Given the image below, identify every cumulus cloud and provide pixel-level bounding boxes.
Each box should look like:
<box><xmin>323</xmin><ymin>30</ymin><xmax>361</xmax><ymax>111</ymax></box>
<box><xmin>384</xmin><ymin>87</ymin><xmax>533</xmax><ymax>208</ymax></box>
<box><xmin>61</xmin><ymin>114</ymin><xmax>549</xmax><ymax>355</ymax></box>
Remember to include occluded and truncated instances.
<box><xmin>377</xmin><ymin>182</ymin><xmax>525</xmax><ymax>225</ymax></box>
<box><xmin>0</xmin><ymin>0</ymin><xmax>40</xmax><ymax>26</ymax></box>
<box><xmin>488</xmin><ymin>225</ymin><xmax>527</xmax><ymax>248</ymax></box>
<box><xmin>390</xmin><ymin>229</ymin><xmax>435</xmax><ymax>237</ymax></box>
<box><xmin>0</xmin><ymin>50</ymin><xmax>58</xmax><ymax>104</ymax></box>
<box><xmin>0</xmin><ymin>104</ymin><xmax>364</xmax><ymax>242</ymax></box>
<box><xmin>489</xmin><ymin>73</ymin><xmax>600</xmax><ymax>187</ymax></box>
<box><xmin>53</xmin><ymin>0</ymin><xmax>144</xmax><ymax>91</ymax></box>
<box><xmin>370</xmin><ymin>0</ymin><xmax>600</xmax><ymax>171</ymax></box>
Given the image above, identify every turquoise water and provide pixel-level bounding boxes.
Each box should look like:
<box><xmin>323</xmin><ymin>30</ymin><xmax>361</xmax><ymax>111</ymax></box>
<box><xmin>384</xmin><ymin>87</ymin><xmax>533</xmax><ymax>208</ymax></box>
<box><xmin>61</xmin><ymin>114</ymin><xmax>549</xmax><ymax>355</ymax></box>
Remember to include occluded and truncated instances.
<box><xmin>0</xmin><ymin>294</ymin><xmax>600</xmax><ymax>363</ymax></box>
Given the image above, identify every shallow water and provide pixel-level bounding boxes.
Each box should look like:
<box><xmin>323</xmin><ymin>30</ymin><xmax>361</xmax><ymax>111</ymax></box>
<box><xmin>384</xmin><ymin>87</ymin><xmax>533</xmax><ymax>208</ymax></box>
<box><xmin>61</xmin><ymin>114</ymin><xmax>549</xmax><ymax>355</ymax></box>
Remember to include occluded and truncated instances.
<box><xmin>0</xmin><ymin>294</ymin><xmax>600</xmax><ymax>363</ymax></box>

**WORK TO BE COMPLETED**
Reproduce the part of the entries that opens with the line containing "Given the image above, identify every turquoise" and closes with the end of the entries, and offset every bounding-box coordinate in the answers by -123. Leave the coordinates in the requests and their sample boxes unchanged.

**ANSWER TO THE EXERCISE**
Given the image above, identify every turquoise water and provide pixel-level bounding boxes.
Each box should look like:
<box><xmin>323</xmin><ymin>30</ymin><xmax>361</xmax><ymax>111</ymax></box>
<box><xmin>384</xmin><ymin>87</ymin><xmax>533</xmax><ymax>208</ymax></box>
<box><xmin>61</xmin><ymin>114</ymin><xmax>549</xmax><ymax>355</ymax></box>
Remember to include occluded and truncated instances.
<box><xmin>-123</xmin><ymin>171</ymin><xmax>477</xmax><ymax>240</ymax></box>
Given the image above, identify every shallow water and provide pixel-level bounding boxes.
Each box should look like:
<box><xmin>323</xmin><ymin>30</ymin><xmax>361</xmax><ymax>111</ymax></box>
<box><xmin>384</xmin><ymin>87</ymin><xmax>533</xmax><ymax>208</ymax></box>
<box><xmin>61</xmin><ymin>114</ymin><xmax>549</xmax><ymax>355</ymax></box>
Remember to include occluded and truncated instances.
<box><xmin>-123</xmin><ymin>171</ymin><xmax>477</xmax><ymax>240</ymax></box>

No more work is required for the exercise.